[Start Recorded data]

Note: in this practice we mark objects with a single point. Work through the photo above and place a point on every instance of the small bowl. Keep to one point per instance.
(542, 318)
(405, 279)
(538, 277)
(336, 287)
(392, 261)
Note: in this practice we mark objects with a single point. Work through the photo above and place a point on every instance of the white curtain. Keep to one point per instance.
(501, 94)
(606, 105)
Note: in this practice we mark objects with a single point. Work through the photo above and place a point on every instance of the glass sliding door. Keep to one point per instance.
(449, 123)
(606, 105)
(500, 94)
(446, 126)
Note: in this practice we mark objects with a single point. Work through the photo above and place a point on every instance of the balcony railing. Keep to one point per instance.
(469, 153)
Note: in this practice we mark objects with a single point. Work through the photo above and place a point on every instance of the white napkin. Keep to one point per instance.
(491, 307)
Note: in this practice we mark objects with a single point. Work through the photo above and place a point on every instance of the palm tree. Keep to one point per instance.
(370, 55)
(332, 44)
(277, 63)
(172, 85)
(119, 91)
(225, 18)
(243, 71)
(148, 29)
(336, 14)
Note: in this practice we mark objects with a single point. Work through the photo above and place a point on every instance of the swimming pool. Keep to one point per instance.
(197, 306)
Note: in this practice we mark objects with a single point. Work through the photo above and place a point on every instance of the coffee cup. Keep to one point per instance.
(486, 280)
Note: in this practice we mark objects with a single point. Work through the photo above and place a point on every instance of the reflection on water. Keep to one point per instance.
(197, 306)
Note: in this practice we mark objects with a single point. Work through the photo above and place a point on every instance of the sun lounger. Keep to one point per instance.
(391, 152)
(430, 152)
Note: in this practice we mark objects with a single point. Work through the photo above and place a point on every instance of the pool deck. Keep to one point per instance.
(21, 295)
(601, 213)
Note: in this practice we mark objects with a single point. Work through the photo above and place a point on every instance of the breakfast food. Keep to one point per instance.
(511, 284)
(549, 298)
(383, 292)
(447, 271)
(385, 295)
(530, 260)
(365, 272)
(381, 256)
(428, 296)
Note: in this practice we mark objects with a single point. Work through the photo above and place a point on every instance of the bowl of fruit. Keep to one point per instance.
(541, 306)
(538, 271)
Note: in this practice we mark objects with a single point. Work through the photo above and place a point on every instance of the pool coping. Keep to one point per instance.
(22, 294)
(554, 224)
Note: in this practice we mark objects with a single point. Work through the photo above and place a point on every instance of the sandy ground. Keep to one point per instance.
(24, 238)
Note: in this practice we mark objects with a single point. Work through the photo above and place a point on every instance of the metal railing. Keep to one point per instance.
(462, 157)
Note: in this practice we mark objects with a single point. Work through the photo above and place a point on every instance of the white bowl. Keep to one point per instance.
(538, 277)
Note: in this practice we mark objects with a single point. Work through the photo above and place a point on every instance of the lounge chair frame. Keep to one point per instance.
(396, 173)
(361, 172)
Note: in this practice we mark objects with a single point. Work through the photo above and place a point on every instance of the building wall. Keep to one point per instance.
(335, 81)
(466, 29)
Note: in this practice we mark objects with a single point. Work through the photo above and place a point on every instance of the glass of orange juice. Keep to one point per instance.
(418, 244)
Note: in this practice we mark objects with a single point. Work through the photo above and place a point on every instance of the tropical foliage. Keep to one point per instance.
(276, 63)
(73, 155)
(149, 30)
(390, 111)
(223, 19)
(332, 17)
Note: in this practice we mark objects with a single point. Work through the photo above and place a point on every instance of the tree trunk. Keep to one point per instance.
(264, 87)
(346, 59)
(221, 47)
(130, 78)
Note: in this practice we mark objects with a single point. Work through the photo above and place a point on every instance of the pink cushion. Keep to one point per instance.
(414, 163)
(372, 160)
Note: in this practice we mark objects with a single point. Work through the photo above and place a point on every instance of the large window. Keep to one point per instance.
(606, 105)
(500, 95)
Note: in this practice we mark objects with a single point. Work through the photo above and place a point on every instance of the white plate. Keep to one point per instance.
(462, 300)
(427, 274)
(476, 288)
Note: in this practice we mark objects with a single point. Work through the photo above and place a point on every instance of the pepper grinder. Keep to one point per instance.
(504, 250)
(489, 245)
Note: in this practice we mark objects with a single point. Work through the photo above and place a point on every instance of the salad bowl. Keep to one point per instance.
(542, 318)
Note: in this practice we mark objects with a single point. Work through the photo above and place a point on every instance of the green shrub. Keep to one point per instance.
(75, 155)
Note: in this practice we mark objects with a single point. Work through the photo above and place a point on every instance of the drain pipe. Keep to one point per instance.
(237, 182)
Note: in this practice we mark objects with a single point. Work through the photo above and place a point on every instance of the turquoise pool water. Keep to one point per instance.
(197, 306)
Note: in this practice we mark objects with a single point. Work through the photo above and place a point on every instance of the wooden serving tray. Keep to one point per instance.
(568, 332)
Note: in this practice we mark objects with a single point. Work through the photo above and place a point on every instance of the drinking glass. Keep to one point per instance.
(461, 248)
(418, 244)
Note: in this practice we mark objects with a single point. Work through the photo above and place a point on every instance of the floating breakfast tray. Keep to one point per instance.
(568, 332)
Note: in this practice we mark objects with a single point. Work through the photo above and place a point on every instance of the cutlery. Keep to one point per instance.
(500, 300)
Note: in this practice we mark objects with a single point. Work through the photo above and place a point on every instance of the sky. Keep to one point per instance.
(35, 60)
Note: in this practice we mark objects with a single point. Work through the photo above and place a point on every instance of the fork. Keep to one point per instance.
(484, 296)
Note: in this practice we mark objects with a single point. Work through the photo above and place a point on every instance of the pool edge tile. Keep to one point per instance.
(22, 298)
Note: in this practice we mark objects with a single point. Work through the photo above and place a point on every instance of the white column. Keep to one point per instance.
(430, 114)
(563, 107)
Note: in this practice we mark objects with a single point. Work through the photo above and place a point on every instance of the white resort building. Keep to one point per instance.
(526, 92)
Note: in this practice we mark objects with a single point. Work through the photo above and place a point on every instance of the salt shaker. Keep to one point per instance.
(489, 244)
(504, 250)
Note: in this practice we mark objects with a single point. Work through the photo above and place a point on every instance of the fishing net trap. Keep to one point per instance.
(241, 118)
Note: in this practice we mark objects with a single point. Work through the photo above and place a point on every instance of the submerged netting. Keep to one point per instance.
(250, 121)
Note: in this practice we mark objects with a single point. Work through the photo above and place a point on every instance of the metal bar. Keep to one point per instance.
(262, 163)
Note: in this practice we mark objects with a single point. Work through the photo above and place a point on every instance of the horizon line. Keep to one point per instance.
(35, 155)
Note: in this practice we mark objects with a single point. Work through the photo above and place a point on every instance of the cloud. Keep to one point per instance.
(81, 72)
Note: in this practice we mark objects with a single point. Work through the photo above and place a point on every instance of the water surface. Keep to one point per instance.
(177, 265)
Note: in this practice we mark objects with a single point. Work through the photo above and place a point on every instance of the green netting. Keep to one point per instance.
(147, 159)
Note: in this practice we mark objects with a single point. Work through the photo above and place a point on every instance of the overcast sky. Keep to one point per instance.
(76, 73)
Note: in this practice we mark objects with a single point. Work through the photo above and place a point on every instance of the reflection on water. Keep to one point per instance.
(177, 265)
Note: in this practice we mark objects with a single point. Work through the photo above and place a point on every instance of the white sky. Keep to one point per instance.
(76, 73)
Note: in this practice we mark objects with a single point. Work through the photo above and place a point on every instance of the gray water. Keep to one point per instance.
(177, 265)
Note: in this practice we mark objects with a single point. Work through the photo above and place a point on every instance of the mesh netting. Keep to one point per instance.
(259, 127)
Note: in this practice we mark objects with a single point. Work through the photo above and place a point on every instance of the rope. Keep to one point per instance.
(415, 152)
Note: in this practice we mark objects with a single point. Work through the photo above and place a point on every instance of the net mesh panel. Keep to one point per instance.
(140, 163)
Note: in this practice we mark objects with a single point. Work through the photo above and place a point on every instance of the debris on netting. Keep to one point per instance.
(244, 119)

[End Recorded data]

• **What the task asks**: Would you quote, exactly and only, the lines from the one containing "gray water. Keep to one point per instance." to the end of the entries?

• **Answer to this task**:
Note: in this practice we mark objects with a single point. Work through the photo above and place a point on every instance of the gray water. Keep to one point per instance.
(177, 265)
Note: in this practice we mark objects with a single point. Work through the photo above and place a point on every instance of the mesh netting. Keep to one point per instance.
(259, 127)
Note: in this practice we mark objects with a single point. Work through the photo above and place a point on every instance of the rope. Keep to one point per instance.
(415, 152)
Note: in this practice we mark objects with a single point. Work through the photo above and place a point on every instance of the net mesh panel. Keep to one point per instance.
(140, 163)
Note: in this practice we mark objects with a single point. Work through the photo above and place a point on every instance of the debris on netting. Keep to one point per instance.
(244, 119)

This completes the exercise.